### EXCERPT TO READ
____

Loading a specific layer from checkpoint

maralm · August 6, 2019, 10:47pm

Is that possible to load one specific layer of the model from the pretrained checkpoint?

ptrblck · August 6, 2019, 10:52pm

If you just want to load a single layer, this code should work fine:

class MyModel(nn.Module):
    def __init__(self):
        super(MyModel, self).__init__()
        self.fc1 = nn.Linear(10, 10)
        self.fc2 = nn.Linear(20, 20)
        self.act = nn.ReLU()
        
    def forward(self, x):
        x = self.act(self.fc1(x))
        x = self.fc2(x)
        return x

model = MyModel()
torch.save(model.state_dict(), 'tmp.pth')

state_dict = torch.load('tmp.pth')
model = MyModel()
with torch.no_grad():
    model.fc1.weight.copy_(state_dict['fc1.weight'])
    model.fc1.bias.copy_(state_dict['fc1.bias'])

maralm · August 6, 2019, 10:54pm

Thanks a lot! That’s exactly what I was looking for.

maralm · August 14, 2019, 6:32pm

I have one other question. I am using this method to load the layers. I see two weird things.
One is that loading one weight vs loading 8 weights don’t have much difference in terms of processing time. The second thing is that by changing the batch size, I see different computation time on loading parameters which should not be related. Do you have any idea on these issues?

ptrblck · August 14, 2019, 7:30pm

Could you post some (pseudo) code to see, how you’ve measured the timings?

____

Items listed in a dataset:
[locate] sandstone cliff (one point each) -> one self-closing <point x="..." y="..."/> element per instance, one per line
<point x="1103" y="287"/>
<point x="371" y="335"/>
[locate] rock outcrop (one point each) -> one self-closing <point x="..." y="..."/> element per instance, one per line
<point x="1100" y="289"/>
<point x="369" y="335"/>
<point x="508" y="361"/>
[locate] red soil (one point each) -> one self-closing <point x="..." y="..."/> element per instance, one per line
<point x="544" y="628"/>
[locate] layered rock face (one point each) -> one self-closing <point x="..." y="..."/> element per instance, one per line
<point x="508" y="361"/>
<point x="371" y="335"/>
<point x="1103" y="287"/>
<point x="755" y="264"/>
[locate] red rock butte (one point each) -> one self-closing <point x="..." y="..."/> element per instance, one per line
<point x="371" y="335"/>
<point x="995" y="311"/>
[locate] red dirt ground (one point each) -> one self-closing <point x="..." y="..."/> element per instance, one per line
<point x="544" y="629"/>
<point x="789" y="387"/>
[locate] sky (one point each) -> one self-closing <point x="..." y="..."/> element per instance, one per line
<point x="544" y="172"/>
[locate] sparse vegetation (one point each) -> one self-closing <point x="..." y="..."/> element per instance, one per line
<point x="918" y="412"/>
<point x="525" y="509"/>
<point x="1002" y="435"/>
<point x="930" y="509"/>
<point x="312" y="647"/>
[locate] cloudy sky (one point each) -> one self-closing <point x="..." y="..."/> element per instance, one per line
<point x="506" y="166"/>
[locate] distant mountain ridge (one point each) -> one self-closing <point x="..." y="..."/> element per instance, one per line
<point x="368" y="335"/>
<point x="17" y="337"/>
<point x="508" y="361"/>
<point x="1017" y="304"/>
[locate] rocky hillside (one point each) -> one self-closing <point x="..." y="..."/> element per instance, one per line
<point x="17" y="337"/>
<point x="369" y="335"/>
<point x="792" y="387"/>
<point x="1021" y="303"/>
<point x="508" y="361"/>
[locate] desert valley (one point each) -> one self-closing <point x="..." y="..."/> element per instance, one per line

____

### ACTIONS TO TAKE
a – From the forum thread on loading a layer from a checkpoint, list every attribute that the `__init__` method of `MyModel` assigns to `self`, each with the module it is set to.
b – Write the next part of the forum thread on loading a layer from a checkpoint, picking up after its last post.

### EXERCISE RESPONSES
a –
- `fc1`: `nn.Linear(10, 10)`
- `fc2`: `nn.Linear(20, 20)`
- `act`: `nn.ReLU()`

b –
maralm · August 14, 2019, 10:08pm

Here is the psudue code of what I do:
Let’s say I am loading only three layers of the network and each has two sublayers called l1 and l2:
for i in range (3):
self.layer[i]…l1.weight.copy_(state_dict[“fc_{}.l1.weight”.format(i)], non_blocking=True)
self.layer[i].l2.weight.copy_(state_dict[“fc_{}.l2.weight”.format(i)], non_blocking=True)

This should not be related to batch size, but with different batch sizes, I get different timing. I use time.time from python time package to calculate the timing. Also, I am copying from cpu to gpu (my state_dict is on cpu and my model is on gpu).

ptrblck · August 15, 2019, 12:16am

Where is the batch size used in your code?
As you said, the batch size should be unrelated to the copying of parameters.
Since you are using non_blocking=True, make sure to call torch.cuda.synchronize() before starting and stopping the timer to get valid results.

maralm · August 30, 2019, 6:28pm

Sorry for late response. Problem was cuda synchronization which was showing the wrong timing. It is solved by adding torch.cuda.synchronizae()